* _Okuma Metni_:

★ ★ ★ ★ ★

| Konu: | YÜKSEKÖĞRETİM KURUMLARI TEŞKİLATI KANUNUNDA DEĞİŞİKLİK YAPILMASINA DAİR KANUN TASARI VE TEKLİFİ |
| Yasama Yılı: | 2 |
| Birleşim: | 107 |
| Tarih: | 16.05.2012 |
CHP GRUBU ADINA METİN LÜTFİ BAYDAR (Aydın) - Sayın Başkan, değerli milletvekilleri; Yükseköğretim Kurumları Teşkilatı Kanununda Değişiklik Yapılmasına Dair Kanun Tasarısı üzerinde Cumhuriyet Halk Partisinin görüşlerini aktarmak üzere söz almış bulunuyorum. Yüce ulusumuzu ve onun temsilcileri olan sizleri saygıyla selamlıyorum.
Nasıl ki açık oto pazarlarında ikinci el müşterisini kandırmaya yönelik olarak Doğan görünümlü Şahin'ler satışa sunuluyor ise üniversitelerin isimlerinin de yaşayan insanların adlarıyla değiştirilmesi bende aynı duyguyu uyandırıyor.
Doğru olan, etik olan, dünyada da kabul gören, sizin adınızın bir yere verilmesi takdirinin sizden sonra gelecek nesillerce yapılmasıdır. Dünya bunu böyle yapıyor.

★ ★ ★ ★ ★

* _Görevler_:
1. Meclis konuşmasında “Doğru olan, etik” sözcüklerinden “bunu böyle yapıyor.” sözcüklerine kadar olan bölümü hiç değiştirmeden kopyalayın.
2. Girdilerde “instance” sözcüğünün geçtiği bütün satırları çıkarıp yazın.
Okuma metni ile girdiler ayrı kaynaklardan alınmıştır.

* _Verilen Malzeme_:
★ ★ ★ ★ ★

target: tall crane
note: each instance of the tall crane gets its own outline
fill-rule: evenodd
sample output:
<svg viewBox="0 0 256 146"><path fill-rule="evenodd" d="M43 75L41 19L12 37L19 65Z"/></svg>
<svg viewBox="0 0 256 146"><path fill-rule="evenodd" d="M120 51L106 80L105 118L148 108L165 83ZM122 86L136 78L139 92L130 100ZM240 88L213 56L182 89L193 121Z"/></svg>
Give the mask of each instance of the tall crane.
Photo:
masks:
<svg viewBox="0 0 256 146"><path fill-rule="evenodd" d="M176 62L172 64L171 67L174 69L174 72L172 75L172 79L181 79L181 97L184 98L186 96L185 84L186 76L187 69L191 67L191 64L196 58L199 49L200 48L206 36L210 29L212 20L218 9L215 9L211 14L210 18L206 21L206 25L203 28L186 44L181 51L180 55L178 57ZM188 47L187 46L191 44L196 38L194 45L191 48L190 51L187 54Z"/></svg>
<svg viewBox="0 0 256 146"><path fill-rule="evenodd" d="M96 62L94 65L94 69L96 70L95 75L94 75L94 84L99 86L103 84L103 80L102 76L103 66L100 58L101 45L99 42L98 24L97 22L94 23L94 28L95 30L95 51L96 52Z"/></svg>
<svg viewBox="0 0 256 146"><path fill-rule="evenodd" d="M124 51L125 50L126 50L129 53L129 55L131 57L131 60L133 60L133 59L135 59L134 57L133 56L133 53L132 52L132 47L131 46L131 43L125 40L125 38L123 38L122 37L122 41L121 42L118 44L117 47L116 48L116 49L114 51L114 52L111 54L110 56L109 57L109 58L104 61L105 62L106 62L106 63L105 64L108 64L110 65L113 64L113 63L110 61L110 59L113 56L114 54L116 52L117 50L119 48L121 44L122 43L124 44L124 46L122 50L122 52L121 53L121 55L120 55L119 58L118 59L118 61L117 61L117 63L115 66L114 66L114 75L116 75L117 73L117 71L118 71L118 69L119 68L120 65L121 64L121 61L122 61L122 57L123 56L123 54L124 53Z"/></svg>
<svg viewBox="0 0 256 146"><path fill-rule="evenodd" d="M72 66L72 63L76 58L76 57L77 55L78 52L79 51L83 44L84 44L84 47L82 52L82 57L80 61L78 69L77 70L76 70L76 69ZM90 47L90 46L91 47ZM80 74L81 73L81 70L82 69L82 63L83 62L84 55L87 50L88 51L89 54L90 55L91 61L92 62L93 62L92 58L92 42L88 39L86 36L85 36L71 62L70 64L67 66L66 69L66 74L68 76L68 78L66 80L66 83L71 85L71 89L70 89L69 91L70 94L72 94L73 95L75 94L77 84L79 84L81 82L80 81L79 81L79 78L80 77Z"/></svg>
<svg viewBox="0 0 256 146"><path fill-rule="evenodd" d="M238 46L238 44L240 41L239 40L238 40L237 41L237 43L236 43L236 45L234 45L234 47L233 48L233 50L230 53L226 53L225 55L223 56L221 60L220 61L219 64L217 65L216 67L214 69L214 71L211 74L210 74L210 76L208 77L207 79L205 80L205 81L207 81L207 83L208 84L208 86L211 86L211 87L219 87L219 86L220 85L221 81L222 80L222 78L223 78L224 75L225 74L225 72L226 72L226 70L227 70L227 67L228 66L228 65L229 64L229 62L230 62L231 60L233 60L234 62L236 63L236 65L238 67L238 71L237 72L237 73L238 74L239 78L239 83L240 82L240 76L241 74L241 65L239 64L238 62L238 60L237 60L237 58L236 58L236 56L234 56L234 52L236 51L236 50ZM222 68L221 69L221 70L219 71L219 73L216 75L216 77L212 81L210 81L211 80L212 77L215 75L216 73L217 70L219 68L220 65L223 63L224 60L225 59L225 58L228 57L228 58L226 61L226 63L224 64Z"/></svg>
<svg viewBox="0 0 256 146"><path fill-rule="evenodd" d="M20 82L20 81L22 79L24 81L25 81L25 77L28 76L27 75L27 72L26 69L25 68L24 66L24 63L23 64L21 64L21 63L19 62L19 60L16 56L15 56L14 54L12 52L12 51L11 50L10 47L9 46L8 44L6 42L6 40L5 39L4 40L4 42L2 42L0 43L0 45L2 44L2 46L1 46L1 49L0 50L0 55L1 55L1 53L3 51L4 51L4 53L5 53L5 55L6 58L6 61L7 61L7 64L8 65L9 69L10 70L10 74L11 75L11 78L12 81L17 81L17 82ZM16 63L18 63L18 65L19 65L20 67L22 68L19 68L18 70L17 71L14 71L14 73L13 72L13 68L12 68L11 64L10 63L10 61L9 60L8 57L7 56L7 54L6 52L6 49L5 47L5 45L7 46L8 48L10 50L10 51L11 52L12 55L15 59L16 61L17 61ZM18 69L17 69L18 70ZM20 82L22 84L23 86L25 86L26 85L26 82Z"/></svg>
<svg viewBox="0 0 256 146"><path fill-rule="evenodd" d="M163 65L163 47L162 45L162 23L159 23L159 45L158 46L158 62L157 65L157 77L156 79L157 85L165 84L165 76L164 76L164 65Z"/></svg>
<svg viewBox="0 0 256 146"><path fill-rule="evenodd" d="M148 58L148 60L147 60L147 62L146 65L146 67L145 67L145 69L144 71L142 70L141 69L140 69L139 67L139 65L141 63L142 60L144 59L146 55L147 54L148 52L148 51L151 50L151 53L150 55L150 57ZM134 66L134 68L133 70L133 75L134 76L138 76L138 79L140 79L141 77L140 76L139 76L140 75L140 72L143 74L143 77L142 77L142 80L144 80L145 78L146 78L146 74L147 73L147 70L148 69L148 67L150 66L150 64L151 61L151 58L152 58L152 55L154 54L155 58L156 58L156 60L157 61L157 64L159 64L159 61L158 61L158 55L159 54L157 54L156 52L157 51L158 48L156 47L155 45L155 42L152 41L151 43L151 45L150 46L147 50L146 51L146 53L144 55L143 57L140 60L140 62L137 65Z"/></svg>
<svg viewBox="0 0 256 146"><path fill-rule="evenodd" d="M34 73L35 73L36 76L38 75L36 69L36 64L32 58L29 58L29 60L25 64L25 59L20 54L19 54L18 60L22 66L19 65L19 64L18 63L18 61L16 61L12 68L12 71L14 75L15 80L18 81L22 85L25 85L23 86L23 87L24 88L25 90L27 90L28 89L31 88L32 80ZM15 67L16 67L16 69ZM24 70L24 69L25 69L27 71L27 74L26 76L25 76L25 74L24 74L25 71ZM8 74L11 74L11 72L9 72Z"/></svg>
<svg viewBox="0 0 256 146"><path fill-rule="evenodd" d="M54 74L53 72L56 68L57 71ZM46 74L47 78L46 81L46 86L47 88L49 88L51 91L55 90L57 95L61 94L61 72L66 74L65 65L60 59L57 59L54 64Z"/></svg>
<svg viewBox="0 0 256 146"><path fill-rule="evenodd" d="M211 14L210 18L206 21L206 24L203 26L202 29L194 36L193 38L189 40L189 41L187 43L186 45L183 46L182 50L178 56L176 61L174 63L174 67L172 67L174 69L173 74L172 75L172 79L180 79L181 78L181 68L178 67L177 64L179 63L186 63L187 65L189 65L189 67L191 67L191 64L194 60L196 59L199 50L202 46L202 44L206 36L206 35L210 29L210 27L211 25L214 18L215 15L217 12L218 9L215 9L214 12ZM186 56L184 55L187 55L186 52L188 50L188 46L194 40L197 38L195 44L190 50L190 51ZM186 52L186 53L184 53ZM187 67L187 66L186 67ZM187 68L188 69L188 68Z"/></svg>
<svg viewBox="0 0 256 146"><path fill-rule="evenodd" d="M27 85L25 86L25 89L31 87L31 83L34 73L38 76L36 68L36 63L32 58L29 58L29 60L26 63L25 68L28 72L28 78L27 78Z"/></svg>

★ ★ ★ ★ ★

* _Alıştırma Sonuçları_:
1.
Doğru olan, etik olan, dünyada da kabul gören, sizin adınızın bir yere verilmesi takdirinin sizden sonra gelecek nesillerce yapılmasıdır. Dünya bunu böyle yapıyor.

2.
note: each instance of the tall crane gets its own outline
Give the mask of each instance of the tall crane.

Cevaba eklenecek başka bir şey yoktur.